- Selected text:

--------------------------------------------------

But weren’t evangelicals his key supporters during the crucial months in late 2015 and early 2016? Here’s where some fascinating work by Timothy Carney in his new book, Alienated America (Harper, 2019), breaks down the data and exposes the mistake that has taken hold. Carney’s summary: “The best way to describe Trump’s support in the Republican primaries—when he was running against the likes of Jeb Bush, Ted Cruz, Marco Rubio, John Kasich—would be: white evangelicals who do not go to church.

Crunching numbers from the Voter Study Group, Carney and his research assistant Nick Saffran broke down by church attendance Republican voters in caucuses and primaries. Two out of 3 of the most frequent church attenders voted against Trump, but nearly 2 out of 3 of those who call themselves evangelicals but never go to church (a contradiction in terms) voted for him.

Carney compares the rural Iowa counties of Fremont and Winnebago, where the populations have similar incomes, similar educational attainment, similar unemployment, and similar crops, mostly corn and soy. One big difference: Winnebago, packed with churches, is one of the Top 10 Iowa counties in religious adherence, while Fremont, where churches were closing in 2013 and 2014, is 84th out of 99. Early in 2016 Trump received 19 percent of Winnebago’s votes, 43 percent of Fremont’s.

--------------------------------------------------

Data rows:

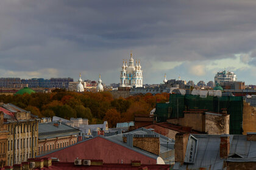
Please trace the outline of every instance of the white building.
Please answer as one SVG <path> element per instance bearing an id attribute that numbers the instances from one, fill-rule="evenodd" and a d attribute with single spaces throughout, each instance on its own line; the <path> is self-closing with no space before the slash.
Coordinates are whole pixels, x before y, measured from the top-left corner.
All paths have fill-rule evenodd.
<path id="1" fill-rule="evenodd" d="M 142 76 L 141 66 L 140 61 L 138 61 L 138 65 L 136 61 L 136 66 L 134 66 L 134 60 L 132 58 L 132 53 L 130 53 L 130 58 L 129 62 L 129 66 L 124 64 L 124 61 L 123 61 L 122 70 L 120 75 L 120 87 L 143 87 L 143 77 Z"/>
<path id="2" fill-rule="evenodd" d="M 76 86 L 76 91 L 77 92 L 82 92 L 84 91 L 84 88 L 83 84 L 82 84 L 82 82 L 83 80 L 81 78 L 81 73 L 79 74 L 79 79 L 78 80 L 78 84 Z"/>
<path id="3" fill-rule="evenodd" d="M 102 82 L 102 81 L 101 79 L 101 75 L 99 75 L 99 81 L 98 81 L 98 86 L 97 86 L 97 92 L 103 92 L 104 89 L 103 89 L 103 86 L 102 84 L 101 84 L 101 83 Z"/>
<path id="4" fill-rule="evenodd" d="M 224 70 L 222 72 L 218 72 L 214 79 L 215 84 L 222 82 L 236 81 L 236 75 L 233 72 Z"/>

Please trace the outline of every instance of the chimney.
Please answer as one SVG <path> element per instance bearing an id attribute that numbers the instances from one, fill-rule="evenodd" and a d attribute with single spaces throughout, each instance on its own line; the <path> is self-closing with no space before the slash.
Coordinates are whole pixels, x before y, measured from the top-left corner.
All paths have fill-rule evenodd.
<path id="1" fill-rule="evenodd" d="M 221 143 L 219 144 L 219 156 L 221 158 L 227 158 L 229 155 L 230 145 L 229 135 L 221 135 Z"/>
<path id="2" fill-rule="evenodd" d="M 175 162 L 184 162 L 189 134 L 177 133 L 175 136 Z"/>
<path id="3" fill-rule="evenodd" d="M 247 141 L 256 141 L 256 132 L 247 132 L 246 138 Z"/>
<path id="4" fill-rule="evenodd" d="M 127 145 L 130 147 L 133 146 L 133 134 L 127 135 Z"/>
<path id="5" fill-rule="evenodd" d="M 59 127 L 59 123 L 54 123 L 54 126 L 56 127 Z"/>

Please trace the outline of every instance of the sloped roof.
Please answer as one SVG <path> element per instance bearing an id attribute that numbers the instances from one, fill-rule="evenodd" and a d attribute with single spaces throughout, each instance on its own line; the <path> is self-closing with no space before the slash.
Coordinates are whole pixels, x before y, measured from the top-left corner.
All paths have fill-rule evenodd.
<path id="1" fill-rule="evenodd" d="M 54 125 L 54 122 L 38 124 L 38 139 L 50 138 L 56 137 L 63 137 L 78 134 L 79 130 L 71 126 L 60 123 L 58 126 Z"/>
<path id="2" fill-rule="evenodd" d="M 192 134 L 198 142 L 196 155 L 194 163 L 183 165 L 176 162 L 174 169 L 198 169 L 205 168 L 207 169 L 222 169 L 223 163 L 226 159 L 221 158 L 219 155 L 220 135 Z M 247 141 L 246 135 L 229 135 L 230 152 L 229 157 L 236 154 L 243 158 L 229 158 L 230 162 L 238 162 L 244 160 L 254 160 L 256 158 L 256 141 Z M 189 141 L 188 142 L 188 143 Z M 187 148 L 190 149 L 190 148 Z M 189 157 L 186 153 L 186 157 Z"/>

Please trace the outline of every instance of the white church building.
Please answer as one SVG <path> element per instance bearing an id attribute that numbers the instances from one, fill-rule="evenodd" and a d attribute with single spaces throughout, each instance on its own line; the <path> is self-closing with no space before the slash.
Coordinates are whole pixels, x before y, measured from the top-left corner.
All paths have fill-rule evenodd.
<path id="1" fill-rule="evenodd" d="M 136 64 L 134 64 L 134 60 L 132 58 L 132 53 L 130 53 L 130 58 L 129 61 L 129 66 L 127 61 L 124 64 L 124 61 L 123 61 L 122 70 L 120 75 L 120 87 L 143 87 L 143 77 L 142 76 L 141 66 L 140 61 L 138 61 L 138 65 L 136 61 Z"/>

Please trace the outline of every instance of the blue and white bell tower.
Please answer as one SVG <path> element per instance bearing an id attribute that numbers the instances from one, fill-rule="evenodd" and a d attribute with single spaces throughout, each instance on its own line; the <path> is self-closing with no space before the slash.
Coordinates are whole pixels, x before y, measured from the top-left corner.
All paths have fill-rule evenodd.
<path id="1" fill-rule="evenodd" d="M 143 77 L 142 76 L 141 66 L 140 61 L 138 65 L 136 61 L 136 66 L 134 66 L 134 60 L 132 58 L 132 53 L 130 53 L 130 58 L 127 66 L 127 61 L 124 64 L 124 60 L 123 61 L 122 70 L 120 75 L 120 87 L 143 87 Z"/>

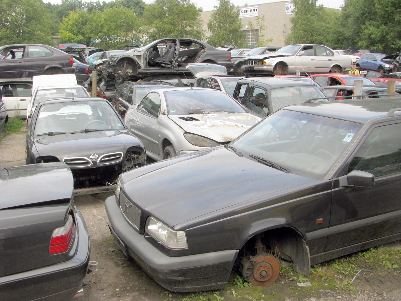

--------------------------------------------------

- Brief A: Transcribe the passage on church attendance and Trump's primary support from "But weren’t evangelicals" up to and including "go to church.".
- Brief B: Format the rows from the line with "Please trace the outline of every instance of the blue" through the end of the rows as a Markdown table with the columns No. and Line, leaving out blank lines and any pictures.
The passage and the rows bear no relation to each other.

- Task output A:
But weren’t evangelicals his key supporters during the crucial months in late 2015 and early 2016? Here’s where some fascinating work by Timothy Carney in his new book, Alienated America (Harper, 2019), breaks down the data and exposes the mistake that has taken hold. Carney’s summary: “The best way to describe Trump’s support in the Republican primaries—when he was running against the likes of Jeb Bush, Ted Cruz, Marco Rubio, John Kasich—would be: white evangelicals who do not go to church.

- Task output B:
| No. | Line |
|---|---|
| 1 | Please trace the outline of every instance of the blue and white bell tower. |
| 2 | Please answer as one SVG <path> element per instance bearing an id attribute that numbers the instances from one, fill-rule="evenodd" and a d attribute with single spaces throughout, each instance on its own line; the <path> is self-closing with no space before the slash. |
| 3 | Coordinates are whole pixels, x before y, measured from the top-left corner. |
| 4 | All paths have fill-rule evenodd. |
| 5 | <path id="1" fill-rule="evenodd" d="M 143 77 L 142 76 L 141 66 L 140 61 L 138 65 L 136 61 L 136 66 L 134 66 L 134 60 L 132 58 L 132 53 L 130 53 L 130 58 L 127 66 L 127 61 L 124 64 L 124 60 L 123 61 L 122 70 L 120 75 L 120 87 L 143 87 Z"/> |